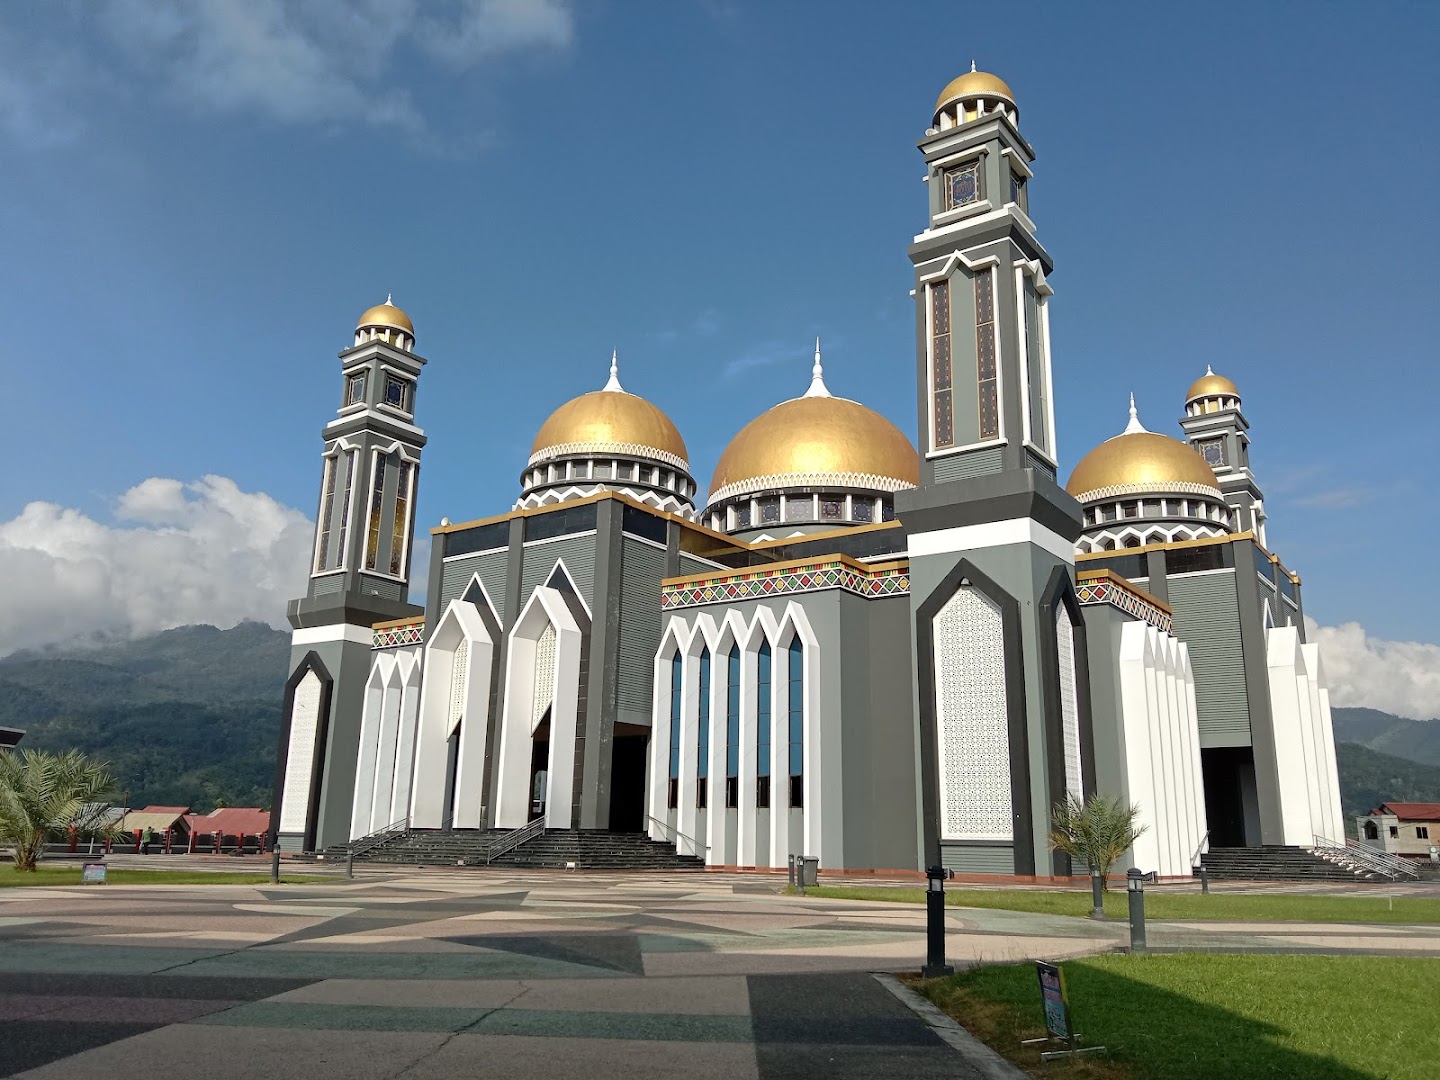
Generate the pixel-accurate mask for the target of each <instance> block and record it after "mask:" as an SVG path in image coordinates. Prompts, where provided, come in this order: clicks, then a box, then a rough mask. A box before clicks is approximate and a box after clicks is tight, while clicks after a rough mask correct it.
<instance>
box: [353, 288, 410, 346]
mask: <svg viewBox="0 0 1440 1080" xmlns="http://www.w3.org/2000/svg"><path fill="white" fill-rule="evenodd" d="M364 327H390V328H392V330H403V331H405V333H406V334H409V336H410V337H415V324H412V323H410V317H409V315H406V314H405V312H403V311H400V308H397V307H395V304H392V302H390V298H389V297H386V298H384V304H376V305H374V307H373V308H370V310H369V311H366V312H364V314H363V315H360V321H359V323H356V330H363V328H364Z"/></svg>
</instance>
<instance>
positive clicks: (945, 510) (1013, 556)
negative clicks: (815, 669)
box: [896, 65, 1093, 874]
mask: <svg viewBox="0 0 1440 1080" xmlns="http://www.w3.org/2000/svg"><path fill="white" fill-rule="evenodd" d="M1018 122H1020V109H1018V107H1017V104H1015V95H1014V94H1012V92H1011V89H1009V86H1008V85H1007V84H1005V82H1004V81H1002V79H999V78H996V76H995V75H989V73H986V72H982V71H976V69H975V68H973V65H972V66H971V71H969V72H966V73H963V75H960V76H959V78H958V79H955V81H953V82H950V85H948V86H946V88H945V89H943V91H942V92H940V96H939V99H937V101H936V105H935V112H933V114H932V121H930V127H929V131H926V135H924V138H923V140H920V144H919V145H920V151H922V154H923V156H924V163H926V176H924V180H926V186H927V190H929V220H927V225H926V229H924V230H923V232H922V233H920V235H919V236H916V238H914V240H913V243H912V245H910V261H912V264H913V265H914V274H916V279H914V292H913V294H912V295H913V297H914V301H916V359H917V361H916V373H917V384H919V386H917V389H919V395H917V399H919V431H917V442H919V446H920V487H919V488H917V490H914V491H906V492H900V494H897V497H896V510H897V513H899V516H900V520H901V521H903V523H904V526H906V533H907V543H909V550H910V598H912V616H913V619H914V631H913V632H914V655H916V664H917V671H916V678H917V685H919V701H917V714H916V723H917V726H919V743H920V747H922V750H920V755H922V806H920V819H922V832H923V835H922V844H923V847H922V851H924V860H926V863H935V861H943V864H945V865H949V867H952V868H955V870H960V871H981V873H1014V874H1051V873H1064V871H1067V870H1068V867H1067V865H1061V863H1063V861H1064V860H1060V858H1057V857H1056V855H1053V852H1051V851H1050V845H1048V842H1047V832H1048V819H1050V808H1051V805H1053V804H1056V802H1057V801H1060V799H1063V798H1064V796H1066V793H1067V792H1070V793H1074V795H1076V796H1080V798H1083V796H1084V793H1086V792H1087V791H1090V789H1092V788H1093V779H1092V778H1093V755H1090V753H1087V752H1086V747H1084V744H1083V742H1084V740H1083V737H1081V733H1087V732H1089V717H1087V716H1084V711H1086V710H1087V696H1086V694H1084V693H1081V691H1080V688H1079V687H1080V685H1081V683H1083V672H1084V671H1086V660H1084V634H1083V626H1081V624H1080V613H1079V606H1077V603H1076V598H1074V585H1073V577H1074V550H1076V549H1074V544H1076V539H1077V537H1079V536H1080V527H1081V518H1080V507H1079V504H1077V503H1076V501H1074V500H1073V498H1071V497H1070V495H1067V494H1066V492H1064V491H1063V490H1061V488H1060V487H1058V485H1057V484H1056V435H1054V408H1053V393H1051V376H1050V315H1048V304H1050V295H1051V288H1050V285H1048V284H1047V276H1048V274H1050V271H1051V261H1050V255H1048V253H1047V252H1045V249H1044V248H1043V246H1041V243H1040V240H1038V239H1037V236H1035V223H1034V220H1032V219H1031V216H1030V209H1031V207H1030V190H1028V189H1030V180H1031V176H1032V170H1031V166H1032V163H1034V160H1035V154H1034V151H1032V150H1031V147H1030V143H1027V141H1025V138H1024V135H1021V132H1020V127H1018Z"/></svg>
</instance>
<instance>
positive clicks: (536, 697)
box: [530, 624, 554, 732]
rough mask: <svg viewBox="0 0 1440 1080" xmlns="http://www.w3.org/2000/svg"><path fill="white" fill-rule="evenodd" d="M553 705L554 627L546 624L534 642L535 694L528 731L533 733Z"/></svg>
mask: <svg viewBox="0 0 1440 1080" xmlns="http://www.w3.org/2000/svg"><path fill="white" fill-rule="evenodd" d="M553 704H554V625H553V624H546V628H544V632H543V634H541V635H540V638H539V639H537V641H536V693H534V704H533V706H531V708H530V730H531V732H534V730H536V729H537V727H539V726H540V721H541V720H544V714H546V711H547V710H549V708H550V706H553Z"/></svg>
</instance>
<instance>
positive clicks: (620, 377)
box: [603, 348, 625, 393]
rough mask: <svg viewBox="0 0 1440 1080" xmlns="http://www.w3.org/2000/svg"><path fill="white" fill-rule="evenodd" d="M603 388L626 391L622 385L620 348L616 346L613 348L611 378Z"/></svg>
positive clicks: (618, 391)
mask: <svg viewBox="0 0 1440 1080" xmlns="http://www.w3.org/2000/svg"><path fill="white" fill-rule="evenodd" d="M603 389H606V390H618V392H621V393H624V392H625V387H624V386H621V361H619V350H615V348H612V350H611V380H609V382H608V383H605V387H603Z"/></svg>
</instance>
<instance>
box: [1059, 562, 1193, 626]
mask: <svg viewBox="0 0 1440 1080" xmlns="http://www.w3.org/2000/svg"><path fill="white" fill-rule="evenodd" d="M1076 596H1077V598H1079V600H1080V605H1081V606H1089V605H1093V603H1109V605H1110V606H1112V608H1116V609H1119V611H1122V612H1125V613H1126V615H1129V616H1130V618H1133V619H1140V621H1143V622H1148V624H1151V625H1152V626H1155V629H1158V631H1161V632H1162V634H1169V632H1171V629H1172V621H1171V609H1169V605H1168V603H1165V602H1162V600H1158V599H1156V598H1153V596H1151V595H1149V593H1148V592H1145V590H1143V589H1140V588H1139V586H1135V585H1130V583H1129V582H1128V580H1125V579H1123V577H1120V575H1117V573H1115V572H1112V570H1080V572H1079V573H1077V575H1076Z"/></svg>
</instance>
________________
Atividade ▸
Reescreva em forma de tabela Markdown o trecho que vai da linha que contém "705L554 627L546 624L534" até o fim dos dados, ambas as extremidades incluídas. Use as colunas "Número" e "Linha dos dados", numere cada linha e omita as linhas em branco.

Resposta da tarefa ▸
| Número | Linha dos dados |
|---|---|
| 1 | rough mask: <svg viewBox="0 0 1440 1080" xmlns="http://www.w3.org/2000/svg"><path fill="white" fill-rule="evenodd" d="M553 705L554 627L546 624L534 642L535 694L528 731L533 733Z"/></svg> |
| 2 | mask: <svg viewBox="0 0 1440 1080" xmlns="http://www.w3.org/2000/svg"><path fill="white" fill-rule="evenodd" d="M553 704H554V625H553V624H546V628H544V632H543V634H541V635H540V638H539V639H537V641H536V693H534V704H533V706H531V708H530V730H531V732H534V730H536V729H537V727H539V726H540V721H541V720H544V714H546V711H547V710H549V708H550V706H553Z"/></svg> |
| 3 | </instance> |
| 4 | <instance> |
| 5 | positive clicks: (620, 377) |
| 6 | box: [603, 348, 625, 393] |
| 7 | rough mask: <svg viewBox="0 0 1440 1080" xmlns="http://www.w3.org/2000/svg"><path fill="white" fill-rule="evenodd" d="M603 388L626 391L622 385L620 348L616 346L613 348L611 378Z"/></svg> |
| 8 | positive clicks: (618, 391) |
| 9 | mask: <svg viewBox="0 0 1440 1080" xmlns="http://www.w3.org/2000/svg"><path fill="white" fill-rule="evenodd" d="M603 389H606V390H618V392H621V393H624V392H625V387H624V386H621V361H619V350H615V348H612V350H611V380H609V382H608V383H605V387H603Z"/></svg> |
| 10 | </instance> |
| 11 | <instance> |
| 12 | box: [1059, 562, 1193, 626] |
| 13 | mask: <svg viewBox="0 0 1440 1080" xmlns="http://www.w3.org/2000/svg"><path fill="white" fill-rule="evenodd" d="M1076 596H1077V598H1079V600H1080V605H1081V606H1089V605H1093V603H1109V605H1110V606H1112V608H1116V609H1119V611H1122V612H1125V613H1126V615H1129V616H1130V618H1133V619H1140V621H1143V622H1148V624H1151V625H1152V626H1155V629H1158V631H1161V632H1162V634H1169V632H1171V629H1172V621H1171V609H1169V605H1168V603H1165V602H1162V600H1158V599H1156V598H1153V596H1151V595H1149V593H1148V592H1145V590H1143V589H1140V588H1139V586H1135V585H1130V583H1129V582H1128V580H1125V579H1123V577H1120V575H1117V573H1115V572H1112V570H1080V572H1079V573H1077V575H1076Z"/></svg> |
| 14 | </instance> |